_What the exercise asks:_ Look through the entries below and return all lines including the word "lamp".

(The records begins)

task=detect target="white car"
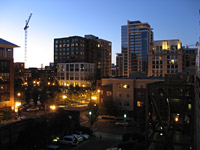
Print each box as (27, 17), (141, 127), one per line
(72, 134), (84, 142)
(74, 131), (90, 140)
(58, 135), (79, 146)
(115, 121), (129, 126)
(26, 106), (39, 112)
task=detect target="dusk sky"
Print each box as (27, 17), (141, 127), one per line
(0, 0), (199, 68)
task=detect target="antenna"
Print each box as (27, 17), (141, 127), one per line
(24, 13), (32, 67)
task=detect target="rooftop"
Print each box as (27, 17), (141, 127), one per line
(0, 38), (19, 48)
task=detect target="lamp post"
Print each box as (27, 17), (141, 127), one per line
(124, 114), (127, 133)
(89, 111), (92, 134)
(62, 95), (67, 108)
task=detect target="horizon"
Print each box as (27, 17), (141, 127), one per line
(0, 0), (199, 68)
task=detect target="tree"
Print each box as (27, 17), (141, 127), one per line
(86, 101), (99, 125)
(39, 87), (48, 108)
(32, 88), (39, 106)
(100, 99), (121, 117)
(24, 87), (32, 104)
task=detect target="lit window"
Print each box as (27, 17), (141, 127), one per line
(188, 104), (192, 110)
(123, 84), (127, 88)
(137, 101), (141, 107)
(162, 41), (168, 50)
(177, 41), (181, 50)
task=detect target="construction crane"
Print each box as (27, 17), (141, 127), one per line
(24, 13), (32, 65)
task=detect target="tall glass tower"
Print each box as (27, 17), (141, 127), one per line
(121, 20), (153, 77)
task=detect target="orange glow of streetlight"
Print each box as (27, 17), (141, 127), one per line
(17, 92), (21, 97)
(91, 96), (97, 100)
(62, 95), (67, 99)
(50, 105), (56, 110)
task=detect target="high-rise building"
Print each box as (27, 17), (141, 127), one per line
(116, 53), (124, 77)
(54, 35), (111, 86)
(85, 35), (112, 79)
(121, 20), (153, 77)
(0, 38), (18, 110)
(148, 40), (197, 77)
(148, 40), (182, 77)
(195, 41), (200, 150)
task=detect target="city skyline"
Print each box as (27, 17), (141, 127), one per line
(0, 0), (199, 68)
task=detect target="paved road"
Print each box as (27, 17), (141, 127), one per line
(71, 131), (122, 150)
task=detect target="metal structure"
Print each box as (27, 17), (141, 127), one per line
(24, 13), (32, 64)
(145, 74), (194, 150)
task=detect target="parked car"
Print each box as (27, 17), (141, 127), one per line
(26, 106), (39, 112)
(74, 131), (90, 140)
(47, 145), (60, 150)
(115, 121), (129, 126)
(72, 134), (84, 142)
(58, 135), (79, 146)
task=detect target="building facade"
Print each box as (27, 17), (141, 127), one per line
(148, 40), (197, 77)
(148, 40), (182, 77)
(0, 38), (18, 109)
(54, 35), (111, 81)
(85, 35), (112, 79)
(121, 20), (153, 77)
(100, 78), (163, 115)
(195, 41), (200, 150)
(116, 53), (124, 77)
(57, 62), (95, 87)
(14, 62), (25, 80)
(146, 74), (194, 150)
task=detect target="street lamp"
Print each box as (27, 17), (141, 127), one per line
(15, 102), (21, 113)
(62, 95), (67, 108)
(124, 114), (127, 133)
(17, 92), (21, 97)
(89, 111), (92, 134)
(50, 105), (56, 111)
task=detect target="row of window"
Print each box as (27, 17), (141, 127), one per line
(55, 51), (84, 56)
(58, 64), (95, 72)
(55, 38), (83, 44)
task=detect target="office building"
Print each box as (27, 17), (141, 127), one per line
(85, 35), (112, 79)
(148, 40), (197, 77)
(116, 53), (124, 77)
(195, 41), (200, 150)
(57, 62), (95, 87)
(121, 20), (153, 77)
(54, 35), (111, 86)
(14, 62), (25, 80)
(0, 38), (18, 109)
(100, 78), (163, 117)
(148, 40), (182, 77)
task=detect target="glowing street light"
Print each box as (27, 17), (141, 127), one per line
(15, 101), (21, 112)
(124, 114), (127, 133)
(17, 92), (21, 97)
(91, 96), (97, 100)
(62, 95), (67, 99)
(89, 111), (92, 133)
(50, 105), (56, 110)
(15, 102), (21, 107)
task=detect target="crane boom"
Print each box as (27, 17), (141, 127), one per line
(24, 13), (32, 30)
(24, 13), (32, 66)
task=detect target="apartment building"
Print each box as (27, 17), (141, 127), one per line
(121, 20), (153, 77)
(0, 38), (18, 109)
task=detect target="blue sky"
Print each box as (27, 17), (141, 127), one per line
(0, 0), (200, 68)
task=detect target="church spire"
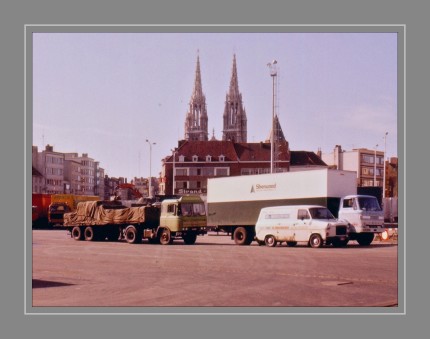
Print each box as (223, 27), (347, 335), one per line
(184, 53), (209, 141)
(222, 54), (247, 143)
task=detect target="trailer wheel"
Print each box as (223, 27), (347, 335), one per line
(357, 233), (374, 246)
(264, 235), (277, 247)
(125, 226), (142, 244)
(84, 226), (97, 241)
(71, 226), (84, 241)
(286, 241), (297, 247)
(233, 227), (248, 245)
(182, 232), (197, 245)
(159, 228), (172, 245)
(309, 234), (323, 248)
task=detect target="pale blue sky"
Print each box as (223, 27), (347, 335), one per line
(32, 32), (398, 180)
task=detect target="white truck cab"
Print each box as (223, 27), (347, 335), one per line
(255, 205), (349, 248)
(338, 195), (384, 246)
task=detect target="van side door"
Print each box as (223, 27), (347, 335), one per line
(295, 209), (311, 240)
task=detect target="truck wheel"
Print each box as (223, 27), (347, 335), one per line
(286, 241), (297, 247)
(233, 227), (248, 245)
(309, 234), (323, 248)
(264, 235), (277, 247)
(71, 226), (84, 241)
(159, 228), (172, 245)
(357, 233), (374, 246)
(84, 226), (97, 241)
(125, 226), (142, 244)
(183, 232), (197, 245)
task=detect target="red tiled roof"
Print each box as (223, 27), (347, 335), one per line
(169, 140), (290, 162)
(290, 151), (327, 166)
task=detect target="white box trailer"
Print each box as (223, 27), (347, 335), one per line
(207, 168), (357, 245)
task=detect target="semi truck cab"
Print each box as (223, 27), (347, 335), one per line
(339, 195), (384, 245)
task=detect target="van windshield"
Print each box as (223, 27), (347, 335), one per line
(309, 207), (335, 220)
(357, 197), (381, 211)
(180, 203), (206, 216)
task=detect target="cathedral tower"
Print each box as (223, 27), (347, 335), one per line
(184, 54), (209, 141)
(222, 54), (247, 143)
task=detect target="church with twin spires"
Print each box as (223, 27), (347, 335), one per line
(184, 54), (248, 143)
(158, 53), (301, 196)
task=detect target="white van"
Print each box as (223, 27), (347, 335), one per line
(255, 205), (349, 248)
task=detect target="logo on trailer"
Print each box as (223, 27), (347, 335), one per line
(251, 183), (277, 193)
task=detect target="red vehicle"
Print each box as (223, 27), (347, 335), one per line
(32, 193), (51, 228)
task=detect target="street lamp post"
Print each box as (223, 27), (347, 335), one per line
(267, 60), (277, 174)
(383, 132), (388, 198)
(145, 139), (156, 198)
(171, 148), (177, 196)
(374, 144), (378, 187)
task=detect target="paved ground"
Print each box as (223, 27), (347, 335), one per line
(31, 230), (399, 310)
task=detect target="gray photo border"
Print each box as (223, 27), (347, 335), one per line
(25, 24), (405, 316)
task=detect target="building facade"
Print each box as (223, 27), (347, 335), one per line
(159, 140), (290, 197)
(32, 145), (106, 199)
(321, 145), (385, 187)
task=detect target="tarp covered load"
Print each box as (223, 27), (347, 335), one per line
(63, 201), (160, 227)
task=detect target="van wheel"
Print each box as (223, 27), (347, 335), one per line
(264, 235), (277, 247)
(233, 227), (248, 246)
(71, 226), (84, 241)
(286, 241), (297, 247)
(309, 234), (323, 248)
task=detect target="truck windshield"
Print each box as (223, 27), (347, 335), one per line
(357, 197), (381, 211)
(181, 203), (206, 216)
(309, 207), (335, 220)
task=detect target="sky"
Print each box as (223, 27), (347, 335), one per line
(32, 32), (398, 180)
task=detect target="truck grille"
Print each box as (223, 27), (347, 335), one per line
(336, 226), (347, 236)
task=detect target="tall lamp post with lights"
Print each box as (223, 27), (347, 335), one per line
(145, 139), (156, 198)
(267, 60), (277, 174)
(383, 132), (388, 198)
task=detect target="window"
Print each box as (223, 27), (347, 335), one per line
(206, 155), (212, 162)
(219, 155), (225, 162)
(175, 168), (187, 176)
(215, 168), (229, 176)
(297, 209), (310, 220)
(179, 155), (185, 162)
(192, 155), (198, 162)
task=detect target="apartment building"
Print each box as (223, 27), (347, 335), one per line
(321, 145), (385, 187)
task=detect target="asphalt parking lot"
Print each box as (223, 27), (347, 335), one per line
(31, 230), (399, 311)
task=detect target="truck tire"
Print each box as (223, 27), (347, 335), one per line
(125, 226), (142, 244)
(71, 226), (84, 241)
(159, 228), (172, 245)
(233, 227), (248, 245)
(182, 232), (197, 245)
(332, 238), (349, 247)
(264, 235), (277, 247)
(357, 233), (374, 246)
(309, 234), (323, 248)
(84, 226), (97, 241)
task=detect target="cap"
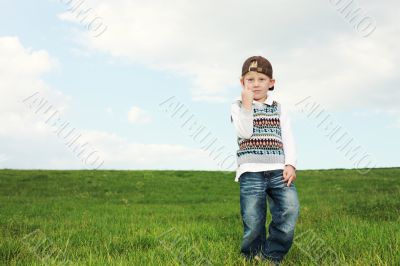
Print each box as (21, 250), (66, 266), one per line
(241, 55), (274, 91)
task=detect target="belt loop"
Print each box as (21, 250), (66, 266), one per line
(263, 170), (268, 178)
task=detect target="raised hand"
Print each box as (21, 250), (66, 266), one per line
(241, 81), (254, 111)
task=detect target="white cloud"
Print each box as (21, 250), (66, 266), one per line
(0, 36), (218, 169)
(273, 34), (398, 111)
(0, 36), (57, 77)
(61, 0), (399, 113)
(0, 36), (68, 138)
(105, 107), (113, 115)
(0, 153), (10, 163)
(77, 130), (218, 170)
(128, 106), (151, 124)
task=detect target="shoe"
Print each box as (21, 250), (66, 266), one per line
(253, 254), (281, 265)
(254, 254), (263, 262)
(259, 254), (282, 266)
(266, 258), (282, 266)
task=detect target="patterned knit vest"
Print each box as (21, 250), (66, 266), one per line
(236, 100), (285, 166)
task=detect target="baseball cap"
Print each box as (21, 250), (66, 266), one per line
(241, 55), (274, 91)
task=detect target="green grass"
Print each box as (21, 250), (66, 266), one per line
(0, 168), (399, 265)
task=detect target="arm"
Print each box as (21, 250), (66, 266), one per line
(280, 103), (298, 186)
(280, 103), (297, 169)
(230, 101), (254, 139)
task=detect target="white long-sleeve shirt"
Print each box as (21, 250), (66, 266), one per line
(230, 95), (297, 182)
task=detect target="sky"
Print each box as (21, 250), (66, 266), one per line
(0, 0), (399, 173)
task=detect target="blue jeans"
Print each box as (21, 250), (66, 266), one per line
(239, 169), (300, 262)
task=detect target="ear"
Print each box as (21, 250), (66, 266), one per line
(269, 78), (275, 89)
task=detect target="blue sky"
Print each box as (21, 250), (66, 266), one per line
(0, 0), (399, 173)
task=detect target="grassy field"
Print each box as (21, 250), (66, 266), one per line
(0, 168), (399, 265)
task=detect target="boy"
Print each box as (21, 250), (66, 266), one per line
(230, 55), (300, 265)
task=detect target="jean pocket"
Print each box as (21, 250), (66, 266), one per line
(240, 172), (265, 194)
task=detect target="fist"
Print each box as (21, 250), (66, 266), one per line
(241, 83), (254, 107)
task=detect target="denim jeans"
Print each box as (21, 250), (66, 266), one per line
(239, 169), (300, 262)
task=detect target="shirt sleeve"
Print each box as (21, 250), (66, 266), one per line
(230, 101), (254, 139)
(280, 103), (297, 169)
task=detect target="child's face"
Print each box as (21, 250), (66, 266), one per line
(241, 71), (275, 100)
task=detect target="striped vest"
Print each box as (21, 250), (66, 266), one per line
(236, 100), (285, 166)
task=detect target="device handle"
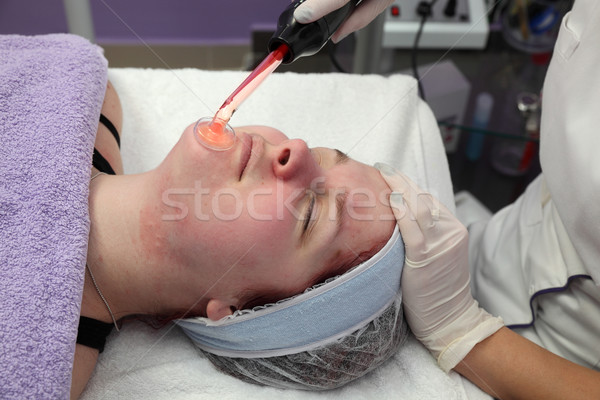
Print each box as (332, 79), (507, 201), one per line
(268, 0), (361, 64)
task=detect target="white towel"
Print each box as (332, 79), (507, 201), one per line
(80, 69), (489, 400)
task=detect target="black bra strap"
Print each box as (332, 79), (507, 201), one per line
(92, 148), (116, 175)
(77, 316), (114, 353)
(99, 113), (120, 148)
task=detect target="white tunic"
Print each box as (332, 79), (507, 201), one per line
(468, 0), (600, 370)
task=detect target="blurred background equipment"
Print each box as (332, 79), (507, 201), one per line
(383, 0), (490, 49)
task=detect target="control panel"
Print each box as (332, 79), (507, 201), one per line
(383, 0), (489, 49)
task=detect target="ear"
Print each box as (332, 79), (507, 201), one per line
(206, 299), (234, 321)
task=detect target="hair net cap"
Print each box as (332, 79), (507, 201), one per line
(177, 226), (404, 358)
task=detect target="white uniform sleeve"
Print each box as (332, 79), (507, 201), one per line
(539, 0), (600, 283)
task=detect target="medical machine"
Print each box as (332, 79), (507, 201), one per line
(383, 0), (490, 49)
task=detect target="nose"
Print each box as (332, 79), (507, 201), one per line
(271, 139), (318, 182)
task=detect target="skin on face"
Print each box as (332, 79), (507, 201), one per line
(154, 123), (395, 319)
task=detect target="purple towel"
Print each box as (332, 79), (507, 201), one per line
(0, 34), (107, 399)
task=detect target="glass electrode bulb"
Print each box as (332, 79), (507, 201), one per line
(193, 117), (236, 151)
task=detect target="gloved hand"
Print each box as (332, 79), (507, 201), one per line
(294, 0), (394, 43)
(375, 163), (504, 372)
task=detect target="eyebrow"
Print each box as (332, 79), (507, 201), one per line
(334, 149), (349, 165)
(332, 149), (348, 233)
(334, 189), (347, 235)
(326, 150), (348, 236)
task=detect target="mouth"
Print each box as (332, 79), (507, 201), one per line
(238, 133), (253, 180)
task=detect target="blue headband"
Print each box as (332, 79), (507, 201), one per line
(177, 226), (404, 358)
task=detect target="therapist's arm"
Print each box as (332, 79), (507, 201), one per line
(377, 165), (600, 400)
(455, 327), (600, 400)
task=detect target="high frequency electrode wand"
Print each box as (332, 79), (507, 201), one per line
(194, 0), (361, 151)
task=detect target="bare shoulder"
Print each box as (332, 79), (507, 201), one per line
(92, 81), (124, 175)
(70, 344), (99, 399)
(102, 81), (123, 134)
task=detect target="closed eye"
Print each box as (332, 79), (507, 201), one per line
(302, 191), (316, 234)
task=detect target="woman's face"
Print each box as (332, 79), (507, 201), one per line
(157, 123), (395, 314)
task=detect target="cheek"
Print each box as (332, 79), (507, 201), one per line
(202, 216), (290, 258)
(346, 191), (378, 221)
(213, 224), (297, 287)
(243, 190), (277, 222)
(339, 216), (365, 244)
(240, 184), (303, 234)
(208, 191), (244, 220)
(231, 218), (291, 254)
(338, 199), (395, 253)
(226, 216), (297, 277)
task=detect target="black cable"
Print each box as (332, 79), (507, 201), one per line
(329, 42), (348, 73)
(444, 0), (457, 17)
(490, 0), (507, 24)
(412, 14), (428, 100)
(412, 0), (438, 101)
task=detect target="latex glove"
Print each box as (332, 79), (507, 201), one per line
(294, 0), (394, 43)
(375, 163), (503, 372)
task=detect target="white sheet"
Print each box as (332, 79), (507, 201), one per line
(80, 69), (489, 400)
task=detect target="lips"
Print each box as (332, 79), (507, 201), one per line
(238, 133), (253, 180)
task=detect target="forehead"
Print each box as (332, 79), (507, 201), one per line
(315, 147), (389, 195)
(312, 147), (395, 252)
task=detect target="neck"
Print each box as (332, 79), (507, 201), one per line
(84, 170), (196, 323)
(84, 167), (226, 324)
(84, 172), (146, 323)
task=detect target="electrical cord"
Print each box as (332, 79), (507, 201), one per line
(412, 0), (439, 101)
(444, 0), (457, 17)
(489, 0), (507, 24)
(330, 42), (348, 73)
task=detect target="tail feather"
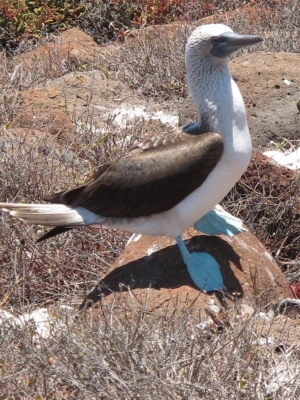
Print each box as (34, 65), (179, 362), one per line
(36, 226), (73, 242)
(0, 203), (84, 226)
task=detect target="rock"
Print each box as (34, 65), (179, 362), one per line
(12, 70), (179, 143)
(244, 150), (296, 191)
(79, 149), (298, 319)
(233, 150), (300, 271)
(2, 127), (59, 157)
(80, 225), (291, 316)
(11, 108), (75, 141)
(230, 52), (300, 149)
(13, 28), (114, 77)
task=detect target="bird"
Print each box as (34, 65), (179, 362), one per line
(0, 24), (262, 292)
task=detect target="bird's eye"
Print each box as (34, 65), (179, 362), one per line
(212, 37), (219, 45)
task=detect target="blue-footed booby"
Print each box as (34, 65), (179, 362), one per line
(0, 24), (262, 292)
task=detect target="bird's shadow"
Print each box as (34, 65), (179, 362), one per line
(80, 235), (244, 309)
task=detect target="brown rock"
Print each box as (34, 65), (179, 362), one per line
(11, 108), (75, 141)
(12, 70), (178, 144)
(81, 225), (291, 316)
(244, 150), (296, 191)
(230, 52), (300, 148)
(13, 28), (113, 77)
(10, 72), (131, 142)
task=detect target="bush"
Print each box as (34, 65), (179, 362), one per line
(77, 0), (137, 44)
(0, 0), (86, 51)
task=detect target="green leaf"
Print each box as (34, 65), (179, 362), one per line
(17, 20), (24, 31)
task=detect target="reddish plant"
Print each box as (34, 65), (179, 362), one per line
(289, 282), (300, 299)
(0, 0), (85, 48)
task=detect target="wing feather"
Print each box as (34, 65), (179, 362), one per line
(46, 132), (224, 219)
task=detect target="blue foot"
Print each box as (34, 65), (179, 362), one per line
(194, 207), (246, 237)
(176, 236), (226, 292)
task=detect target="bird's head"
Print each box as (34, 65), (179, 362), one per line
(185, 24), (262, 135)
(186, 24), (262, 62)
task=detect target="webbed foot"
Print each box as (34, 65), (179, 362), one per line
(195, 206), (246, 237)
(176, 236), (226, 292)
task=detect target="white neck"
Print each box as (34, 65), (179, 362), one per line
(185, 54), (251, 154)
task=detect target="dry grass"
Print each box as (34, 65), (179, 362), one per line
(0, 120), (136, 309)
(0, 1), (300, 398)
(1, 300), (300, 399)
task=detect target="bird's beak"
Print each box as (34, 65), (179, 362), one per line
(210, 32), (263, 58)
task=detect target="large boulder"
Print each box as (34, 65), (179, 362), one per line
(80, 224), (291, 316)
(10, 107), (75, 141)
(10, 70), (179, 143)
(14, 27), (114, 76)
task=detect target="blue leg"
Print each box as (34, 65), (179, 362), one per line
(176, 236), (226, 292)
(194, 207), (246, 237)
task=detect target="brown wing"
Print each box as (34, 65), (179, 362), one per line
(45, 132), (224, 219)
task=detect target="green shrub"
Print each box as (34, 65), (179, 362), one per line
(0, 0), (86, 50)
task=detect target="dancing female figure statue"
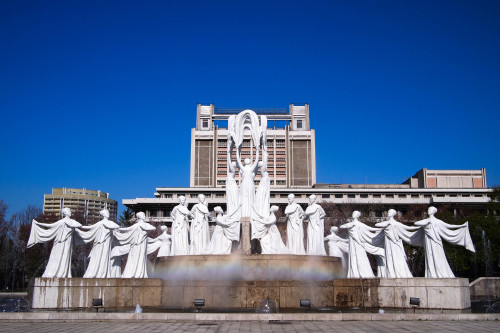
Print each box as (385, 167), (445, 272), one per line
(236, 147), (260, 217)
(285, 194), (306, 255)
(170, 196), (193, 256)
(27, 207), (82, 278)
(190, 194), (211, 254)
(147, 226), (172, 258)
(203, 206), (241, 255)
(414, 206), (475, 278)
(251, 205), (290, 254)
(77, 209), (121, 278)
(374, 209), (419, 278)
(324, 226), (349, 271)
(111, 212), (155, 278)
(303, 195), (327, 256)
(340, 211), (384, 278)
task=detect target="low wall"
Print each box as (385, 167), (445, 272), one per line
(31, 277), (471, 310)
(469, 277), (500, 300)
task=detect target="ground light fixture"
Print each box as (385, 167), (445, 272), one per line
(92, 298), (103, 312)
(410, 297), (420, 313)
(300, 299), (311, 309)
(194, 298), (205, 312)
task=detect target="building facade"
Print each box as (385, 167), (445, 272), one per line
(44, 188), (118, 223)
(123, 104), (492, 224)
(190, 104), (316, 188)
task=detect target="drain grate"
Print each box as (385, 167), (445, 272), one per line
(269, 320), (292, 325)
(197, 322), (218, 326)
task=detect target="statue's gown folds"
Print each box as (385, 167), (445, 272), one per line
(28, 218), (82, 278)
(76, 219), (120, 278)
(324, 232), (349, 271)
(190, 203), (210, 255)
(170, 205), (191, 256)
(414, 217), (475, 278)
(111, 221), (155, 278)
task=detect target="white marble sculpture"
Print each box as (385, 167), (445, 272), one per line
(285, 194), (306, 255)
(111, 212), (155, 278)
(340, 211), (385, 278)
(303, 195), (327, 256)
(374, 209), (419, 278)
(190, 194), (211, 255)
(251, 205), (290, 254)
(226, 134), (240, 222)
(413, 206), (475, 278)
(147, 226), (171, 257)
(27, 207), (82, 278)
(170, 195), (193, 256)
(77, 209), (121, 278)
(324, 226), (349, 270)
(203, 206), (241, 255)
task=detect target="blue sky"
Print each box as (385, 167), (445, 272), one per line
(1, 0), (499, 216)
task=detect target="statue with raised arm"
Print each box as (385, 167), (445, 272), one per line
(111, 212), (155, 278)
(76, 209), (121, 278)
(413, 206), (475, 278)
(27, 207), (82, 278)
(203, 205), (241, 255)
(147, 226), (171, 257)
(237, 148), (260, 217)
(226, 133), (240, 239)
(324, 226), (349, 271)
(340, 211), (384, 278)
(190, 194), (211, 254)
(303, 195), (327, 256)
(170, 195), (193, 256)
(285, 194), (306, 255)
(374, 209), (420, 278)
(251, 205), (291, 254)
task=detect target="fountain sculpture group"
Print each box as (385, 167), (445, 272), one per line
(27, 110), (476, 281)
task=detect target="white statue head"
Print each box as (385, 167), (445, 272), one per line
(136, 211), (146, 220)
(100, 209), (110, 218)
(244, 158), (251, 165)
(309, 194), (317, 205)
(428, 206), (437, 216)
(258, 161), (263, 167)
(214, 206), (223, 214)
(330, 226), (339, 233)
(270, 205), (279, 213)
(198, 194), (205, 202)
(231, 161), (237, 169)
(161, 225), (167, 232)
(388, 209), (397, 218)
(179, 195), (186, 205)
(62, 207), (71, 217)
(288, 193), (295, 204)
(352, 211), (361, 219)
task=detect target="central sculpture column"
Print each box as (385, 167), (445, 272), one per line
(240, 217), (251, 254)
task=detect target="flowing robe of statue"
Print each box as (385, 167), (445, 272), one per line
(190, 202), (210, 255)
(414, 216), (475, 278)
(237, 148), (259, 217)
(251, 207), (290, 254)
(76, 218), (120, 278)
(340, 219), (384, 278)
(203, 207), (241, 255)
(304, 203), (327, 255)
(170, 204), (192, 256)
(285, 203), (306, 255)
(111, 220), (156, 278)
(324, 228), (349, 270)
(147, 229), (171, 257)
(374, 218), (419, 278)
(27, 217), (82, 278)
(226, 138), (240, 240)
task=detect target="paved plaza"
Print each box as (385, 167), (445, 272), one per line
(0, 320), (499, 333)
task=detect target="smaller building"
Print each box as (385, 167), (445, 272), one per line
(43, 188), (118, 223)
(403, 168), (487, 189)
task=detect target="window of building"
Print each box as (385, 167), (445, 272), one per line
(202, 119), (208, 128)
(322, 194), (330, 199)
(216, 193), (225, 198)
(335, 194), (343, 198)
(297, 119), (303, 129)
(360, 194), (368, 198)
(348, 194), (355, 198)
(386, 194), (394, 198)
(276, 180), (286, 185)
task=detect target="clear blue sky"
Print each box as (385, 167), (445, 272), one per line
(1, 0), (499, 217)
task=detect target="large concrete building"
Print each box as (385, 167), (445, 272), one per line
(44, 188), (118, 223)
(191, 104), (316, 188)
(123, 104), (491, 223)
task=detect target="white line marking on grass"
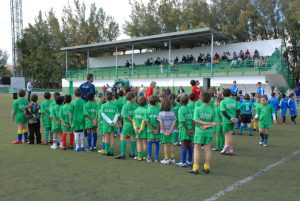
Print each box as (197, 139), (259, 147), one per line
(204, 148), (300, 201)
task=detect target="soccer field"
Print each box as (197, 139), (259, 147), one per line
(0, 93), (299, 201)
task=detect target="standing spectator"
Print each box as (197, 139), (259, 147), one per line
(191, 80), (201, 101)
(254, 49), (259, 58)
(273, 87), (281, 98)
(286, 87), (294, 97)
(295, 87), (300, 105)
(26, 80), (33, 101)
(102, 85), (107, 95)
(239, 50), (245, 60)
(245, 49), (250, 59)
(230, 81), (238, 95)
(138, 84), (145, 96)
(80, 74), (95, 101)
(178, 86), (185, 94)
(196, 80), (202, 96)
(134, 87), (139, 96)
(145, 81), (156, 100)
(256, 82), (264, 96)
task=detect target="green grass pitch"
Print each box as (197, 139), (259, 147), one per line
(0, 93), (299, 201)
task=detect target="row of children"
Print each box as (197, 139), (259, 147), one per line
(12, 86), (283, 174)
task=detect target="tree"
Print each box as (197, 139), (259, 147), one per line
(0, 49), (12, 77)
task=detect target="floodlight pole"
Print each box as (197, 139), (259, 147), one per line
(210, 33), (214, 75)
(169, 40), (171, 76)
(65, 51), (68, 79)
(131, 44), (134, 77)
(87, 50), (90, 74)
(115, 46), (118, 77)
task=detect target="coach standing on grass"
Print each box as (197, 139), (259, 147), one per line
(80, 74), (96, 101)
(145, 81), (156, 100)
(26, 80), (33, 101)
(230, 80), (238, 96)
(256, 82), (264, 96)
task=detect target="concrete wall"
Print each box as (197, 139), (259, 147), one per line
(89, 39), (282, 68)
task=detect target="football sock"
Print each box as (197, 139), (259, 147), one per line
(17, 129), (22, 141)
(204, 163), (210, 170)
(69, 132), (74, 147)
(248, 127), (253, 135)
(75, 133), (80, 149)
(260, 133), (264, 140)
(130, 141), (136, 155)
(220, 134), (225, 149)
(138, 151), (142, 159)
(264, 134), (268, 143)
(143, 151), (147, 158)
(181, 146), (187, 163)
(193, 165), (199, 171)
(102, 142), (105, 150)
(49, 130), (53, 141)
(239, 125), (244, 134)
(164, 154), (168, 160)
(173, 132), (179, 143)
(155, 141), (160, 159)
(171, 153), (175, 160)
(23, 129), (28, 141)
(87, 133), (92, 148)
(61, 133), (67, 148)
(120, 140), (126, 156)
(187, 145), (193, 162)
(53, 138), (57, 146)
(43, 128), (49, 142)
(253, 121), (257, 129)
(147, 141), (153, 157)
(79, 133), (85, 148)
(105, 143), (110, 153)
(93, 133), (97, 148)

(The records ends)

_Exercise response:_
task=detect target="lamp post"
task=detect target="street lamp"
task=detect target="street lamp post"
task=detect target="tall lamp post with lights"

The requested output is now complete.